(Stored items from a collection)
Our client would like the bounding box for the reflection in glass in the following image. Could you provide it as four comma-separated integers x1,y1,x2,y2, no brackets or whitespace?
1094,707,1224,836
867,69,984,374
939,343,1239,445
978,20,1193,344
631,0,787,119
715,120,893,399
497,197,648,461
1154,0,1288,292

...

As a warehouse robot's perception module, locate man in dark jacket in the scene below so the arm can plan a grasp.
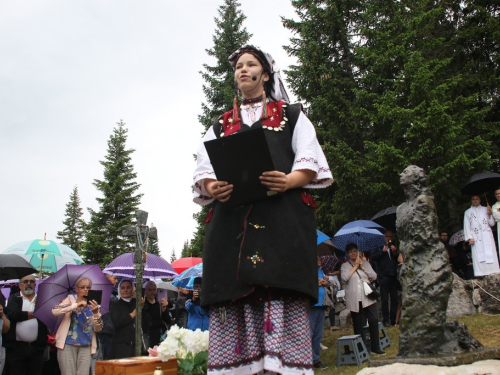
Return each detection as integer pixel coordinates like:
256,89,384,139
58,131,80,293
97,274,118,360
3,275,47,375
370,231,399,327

==

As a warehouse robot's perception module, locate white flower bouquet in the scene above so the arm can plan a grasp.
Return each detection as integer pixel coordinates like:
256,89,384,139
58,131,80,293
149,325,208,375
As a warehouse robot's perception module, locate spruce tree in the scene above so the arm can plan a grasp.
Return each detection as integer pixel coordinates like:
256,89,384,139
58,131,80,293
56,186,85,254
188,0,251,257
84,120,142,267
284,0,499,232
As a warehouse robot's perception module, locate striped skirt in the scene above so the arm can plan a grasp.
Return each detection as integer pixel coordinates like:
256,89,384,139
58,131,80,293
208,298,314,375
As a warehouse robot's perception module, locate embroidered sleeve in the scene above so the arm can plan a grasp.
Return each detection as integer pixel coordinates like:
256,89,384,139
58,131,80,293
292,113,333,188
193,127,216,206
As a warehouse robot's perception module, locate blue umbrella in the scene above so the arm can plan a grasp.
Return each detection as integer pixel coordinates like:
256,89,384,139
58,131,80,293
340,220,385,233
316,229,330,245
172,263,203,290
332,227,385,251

*PROBLEM TO SOLVE:*
Reproduce the entries starting with the line that contains "Our client would" and going on through the line that contains "1154,0,1288,292", substituting "enclosing rectangle" for "bounding box" and leaving everything else unchanged. Give only those lines.

*RESPONSE TO THE TASK:*
Our client would like the enclosing rectangle for the reflection in glass in the following image. Could you provide it as four comma-separated integers x1,y1,x2,y2, no brackets or whitespace?
1094,707,1224,836
867,69,984,374
939,343,1239,445
978,20,1193,344
631,0,787,119
715,120,893,399
497,197,648,461
1154,0,1288,292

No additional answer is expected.